Objective a :: Please repeat these lines from the entries below exactly as they appear, beginning at the line that contains "query | bare tree trunk" and continuing through the end of the entries, leaving the pictures out of your answer.

Reading text ::

[Start]

United States District Court, D. Connecticut

October 25, 2019

UNITED STATES OF AMERICA, Plaintiff,
v.
RAYMOND MCLAUGHLIN, Defendant.

          LEAVE-TO-FILE INJUNCTION

          Michael P. Shea United States District Judge

         The Court imposes a Leave-To-File Injunction as to Mr. McLaughlin for the reasons that follow.

         I. Procedural History

         Mr. McLaughlin was convicted in this Court for knowingly and willingly giving a false statement in violation of 18 U.S.C. § 1001(a)(3). The Court sentenced Mr. McLaughlin to thirty months of incarceration and three years of supervised release.

         Mr. McLaughlin has filed numerous patently meritless filings arguing, inter alia, that his conviction should be vacated because it was "acquired as a result of common-law trespass" in that he was the "sole and rightful owner" of his person. See, e.g., ECF 229, 233, 240, 253, 259. On February 19, 2019, the Court issued an Order

explicitly warning Mr. McLaughlin that further frivolous filings in this case may result in sanctions, including an injunction requiring the plaintiff to obtain leave of the Court before filing any additional documents on the docket. See In re Martin Trigona, 737 F.2d 1254, 1261 (2d Cir. 1984) (Federal courts have both the inherent power and the constitutional obligation to protect their jurisdiction from conduct which impairs their ability to carry out Article III functions.); see also Shafii v. British Airways, PLC, 83 F.3d 566, 571 (2d Cir. 1996) (stating that a district court may impose sanctions against litigants who abuse the judicial process).

[End]

Objective b :: According to the court order, what sentence did the Court give Mr. McLaughlin?

Dataset items ::
[Start]

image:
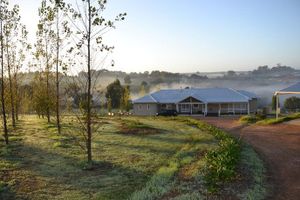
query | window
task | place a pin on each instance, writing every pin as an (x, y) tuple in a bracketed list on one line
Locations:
[(185, 108), (169, 106)]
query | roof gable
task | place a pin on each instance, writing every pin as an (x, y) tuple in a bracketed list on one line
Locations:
[(206, 95)]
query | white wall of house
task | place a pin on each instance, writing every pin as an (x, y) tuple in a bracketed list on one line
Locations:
[(145, 109)]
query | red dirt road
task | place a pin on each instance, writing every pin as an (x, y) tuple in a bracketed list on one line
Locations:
[(279, 146)]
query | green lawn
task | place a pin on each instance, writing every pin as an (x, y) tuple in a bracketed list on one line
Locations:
[(136, 158)]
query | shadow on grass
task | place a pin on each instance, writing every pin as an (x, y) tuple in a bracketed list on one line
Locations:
[(65, 173)]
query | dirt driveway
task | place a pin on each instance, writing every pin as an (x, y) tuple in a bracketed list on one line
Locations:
[(279, 146)]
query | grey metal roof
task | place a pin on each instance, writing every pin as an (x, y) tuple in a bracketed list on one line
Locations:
[(248, 94), (145, 99), (292, 88), (206, 95)]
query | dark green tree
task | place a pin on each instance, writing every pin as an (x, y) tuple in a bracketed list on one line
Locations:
[(115, 91)]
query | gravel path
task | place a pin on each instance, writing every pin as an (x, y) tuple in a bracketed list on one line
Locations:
[(279, 146)]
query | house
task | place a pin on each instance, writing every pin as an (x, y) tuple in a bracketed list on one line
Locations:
[(204, 101)]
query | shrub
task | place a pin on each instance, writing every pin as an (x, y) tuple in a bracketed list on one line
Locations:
[(220, 163)]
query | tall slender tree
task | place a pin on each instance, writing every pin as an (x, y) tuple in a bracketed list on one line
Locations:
[(13, 33), (90, 26), (3, 11), (45, 45), (62, 34)]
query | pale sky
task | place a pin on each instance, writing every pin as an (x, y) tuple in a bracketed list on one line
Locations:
[(198, 35)]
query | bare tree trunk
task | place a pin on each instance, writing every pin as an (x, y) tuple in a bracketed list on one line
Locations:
[(57, 76), (2, 84), (16, 96), (89, 128), (11, 88), (47, 85)]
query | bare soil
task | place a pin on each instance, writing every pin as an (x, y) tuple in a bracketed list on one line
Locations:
[(278, 145)]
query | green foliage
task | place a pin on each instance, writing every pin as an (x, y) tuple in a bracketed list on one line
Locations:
[(41, 100), (115, 91), (292, 103), (273, 104), (220, 163)]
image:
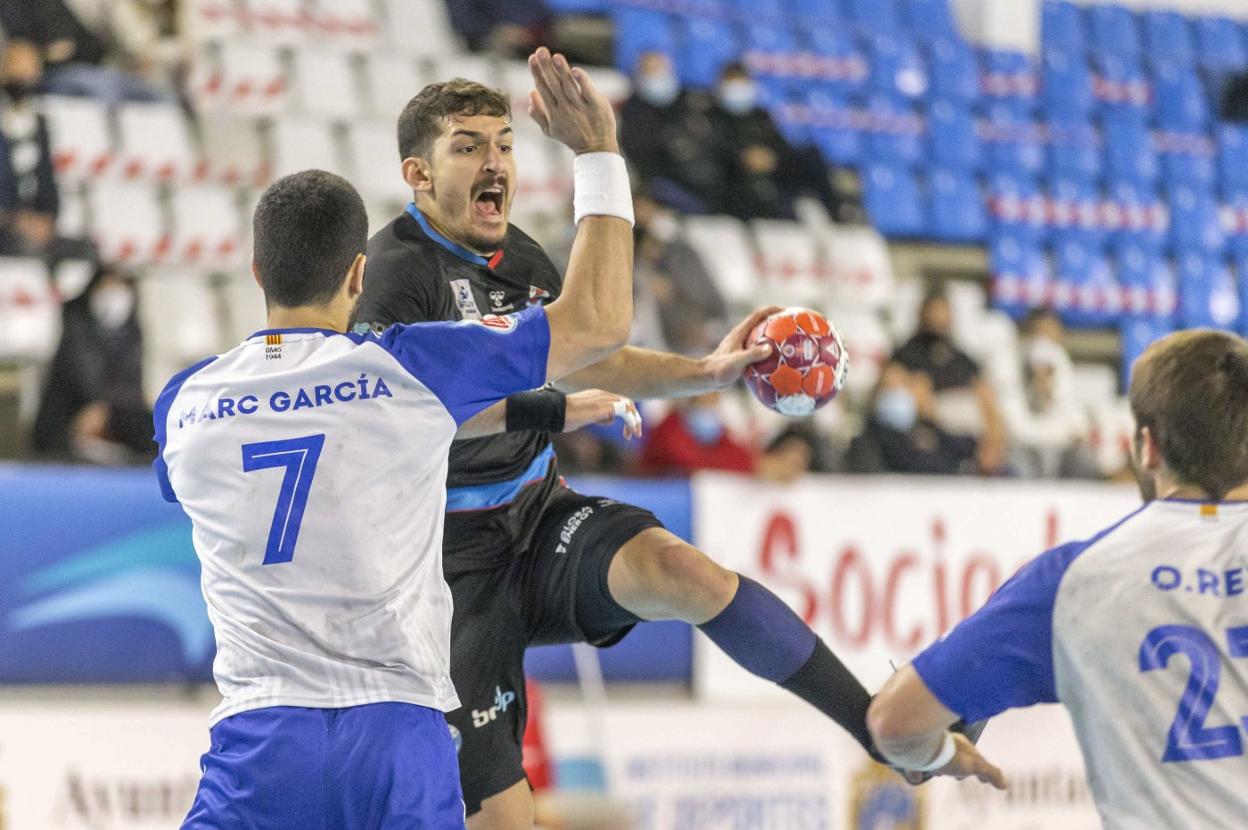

[End]

Exercise output a ::
query | bare tree trunk
task | place a pin on each instance, writing every pin as an (x, y) tuple in a bracketed list on one line
Locations:
[(57, 76), (2, 84), (16, 96), (89, 128), (11, 88), (47, 85)]
query | bare soil
task | place a pin on each instance, writing every pin as an (x, y) tuple in a bracketed list on one line
Locations:
[(278, 145)]
query | green foliage
task | place a pin on each instance, writing every pin as an (x, y) tuple in a bracketed list on one line
Locations:
[(41, 100), (115, 91), (292, 103), (273, 104), (220, 163)]
image:

Exercise output b :: Thirty months of incarceration and three years of supervised release.